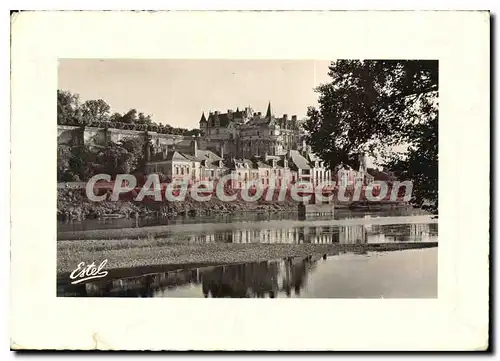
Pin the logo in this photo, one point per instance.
(87, 272)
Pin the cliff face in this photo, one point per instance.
(74, 204)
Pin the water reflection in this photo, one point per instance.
(411, 273)
(325, 235)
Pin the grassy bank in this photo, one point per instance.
(178, 229)
(164, 251)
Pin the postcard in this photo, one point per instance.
(300, 176)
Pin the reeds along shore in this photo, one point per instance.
(125, 254)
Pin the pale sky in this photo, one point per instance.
(176, 92)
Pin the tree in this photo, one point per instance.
(130, 117)
(371, 107)
(63, 159)
(116, 159)
(82, 162)
(68, 108)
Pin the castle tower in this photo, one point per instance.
(362, 163)
(268, 113)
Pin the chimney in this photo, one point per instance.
(222, 150)
(195, 146)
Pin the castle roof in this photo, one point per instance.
(268, 113)
(298, 160)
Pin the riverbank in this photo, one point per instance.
(165, 252)
(179, 229)
(73, 204)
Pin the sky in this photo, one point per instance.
(176, 92)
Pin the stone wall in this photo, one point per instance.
(99, 136)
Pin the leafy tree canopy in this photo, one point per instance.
(374, 106)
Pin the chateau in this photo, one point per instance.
(245, 134)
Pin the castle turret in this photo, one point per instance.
(268, 113)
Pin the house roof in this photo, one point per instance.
(299, 160)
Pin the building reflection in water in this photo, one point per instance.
(325, 235)
(250, 280)
(261, 279)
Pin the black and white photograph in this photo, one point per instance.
(214, 178)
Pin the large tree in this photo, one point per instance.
(95, 111)
(374, 107)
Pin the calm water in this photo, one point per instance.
(321, 235)
(225, 218)
(398, 274)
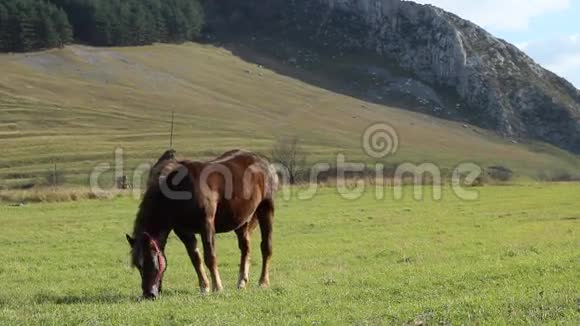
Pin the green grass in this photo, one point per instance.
(511, 257)
(76, 105)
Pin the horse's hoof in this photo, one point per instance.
(264, 285)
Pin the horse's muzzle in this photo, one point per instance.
(153, 294)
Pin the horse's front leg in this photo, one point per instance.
(243, 234)
(190, 243)
(208, 238)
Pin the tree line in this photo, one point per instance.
(27, 25)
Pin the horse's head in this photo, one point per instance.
(148, 258)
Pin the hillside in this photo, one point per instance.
(74, 106)
(417, 56)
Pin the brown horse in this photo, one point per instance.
(234, 192)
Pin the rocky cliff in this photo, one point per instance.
(494, 84)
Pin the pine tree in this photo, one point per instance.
(63, 27)
(46, 32)
(4, 46)
(27, 33)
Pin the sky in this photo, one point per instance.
(547, 30)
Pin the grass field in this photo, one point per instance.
(75, 106)
(512, 257)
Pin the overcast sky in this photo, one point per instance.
(547, 30)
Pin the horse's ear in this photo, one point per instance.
(130, 240)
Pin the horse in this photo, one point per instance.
(234, 192)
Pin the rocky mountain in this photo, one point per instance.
(432, 60)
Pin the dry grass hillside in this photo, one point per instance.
(75, 106)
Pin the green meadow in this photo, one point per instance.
(511, 257)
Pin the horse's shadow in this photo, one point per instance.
(104, 298)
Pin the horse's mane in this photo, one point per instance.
(165, 165)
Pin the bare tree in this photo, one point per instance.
(288, 152)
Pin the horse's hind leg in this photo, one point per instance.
(243, 234)
(265, 215)
(190, 243)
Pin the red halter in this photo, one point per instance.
(160, 259)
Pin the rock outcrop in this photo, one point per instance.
(503, 88)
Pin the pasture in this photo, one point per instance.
(512, 257)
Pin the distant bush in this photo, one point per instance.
(500, 173)
(55, 178)
(558, 176)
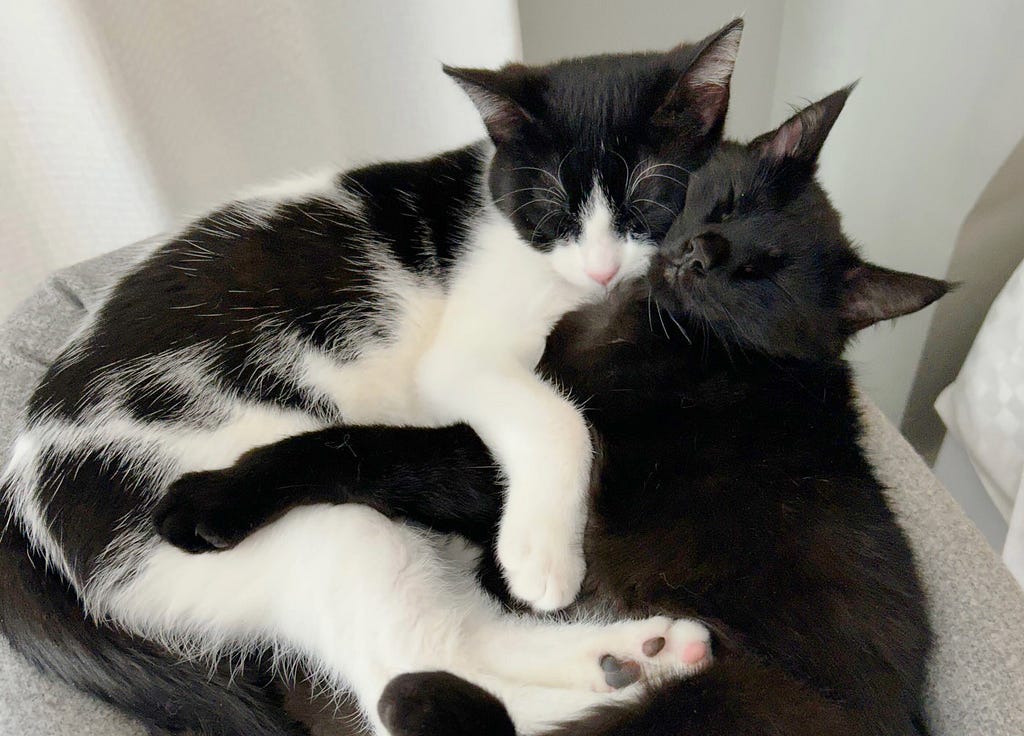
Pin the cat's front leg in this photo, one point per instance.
(543, 444)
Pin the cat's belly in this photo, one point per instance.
(380, 385)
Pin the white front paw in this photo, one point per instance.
(542, 557)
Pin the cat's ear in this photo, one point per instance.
(801, 137)
(494, 94)
(697, 102)
(871, 294)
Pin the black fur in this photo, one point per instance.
(732, 487)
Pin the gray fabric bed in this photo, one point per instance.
(977, 673)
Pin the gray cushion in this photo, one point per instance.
(977, 674)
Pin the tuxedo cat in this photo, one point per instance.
(731, 484)
(411, 294)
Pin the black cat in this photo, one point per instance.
(731, 484)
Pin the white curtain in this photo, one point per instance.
(119, 118)
(984, 409)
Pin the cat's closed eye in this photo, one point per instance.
(764, 265)
(724, 209)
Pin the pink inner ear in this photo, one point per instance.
(786, 139)
(711, 101)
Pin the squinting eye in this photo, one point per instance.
(723, 210)
(763, 266)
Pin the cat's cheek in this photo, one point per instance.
(636, 258)
(566, 259)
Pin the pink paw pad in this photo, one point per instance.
(693, 652)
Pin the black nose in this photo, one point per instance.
(698, 255)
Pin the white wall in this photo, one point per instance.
(939, 109)
(554, 30)
(117, 119)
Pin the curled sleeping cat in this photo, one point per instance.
(409, 294)
(732, 485)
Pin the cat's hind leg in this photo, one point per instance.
(363, 599)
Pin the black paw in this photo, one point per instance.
(203, 512)
(441, 704)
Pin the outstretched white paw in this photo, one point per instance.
(543, 561)
(628, 652)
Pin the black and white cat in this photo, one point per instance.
(732, 486)
(401, 294)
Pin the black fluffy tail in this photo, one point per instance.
(44, 620)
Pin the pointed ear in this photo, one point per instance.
(697, 102)
(872, 294)
(492, 93)
(801, 137)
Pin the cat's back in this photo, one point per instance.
(323, 262)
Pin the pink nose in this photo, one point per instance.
(603, 275)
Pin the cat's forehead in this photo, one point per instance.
+ + + +
** Exercise directions **
Output the lines from the line containing "Pin the cat's hind" to the end, both included; add nothing.

** Worked answer **
Pin the cat's hind leg in this photo, one point per instance.
(363, 599)
Pin the black paw in this photo, one point per instance.
(203, 512)
(441, 704)
Pin the outstretched white paw in this photo, one point per instance.
(543, 561)
(628, 652)
Pin the black and white cat in this photo, one point per instance.
(732, 486)
(401, 294)
Pin the black fluffy tail in this photo, one point per instance.
(44, 620)
Pin the pointed ear in this photo, one point per instance.
(697, 102)
(872, 294)
(492, 93)
(801, 137)
Pin the cat's back in this photo, one point per instance.
(323, 262)
Pin the pink nose in this photo, one point per instance.
(603, 275)
Pin the cat's forehead in this photo, one point per instance.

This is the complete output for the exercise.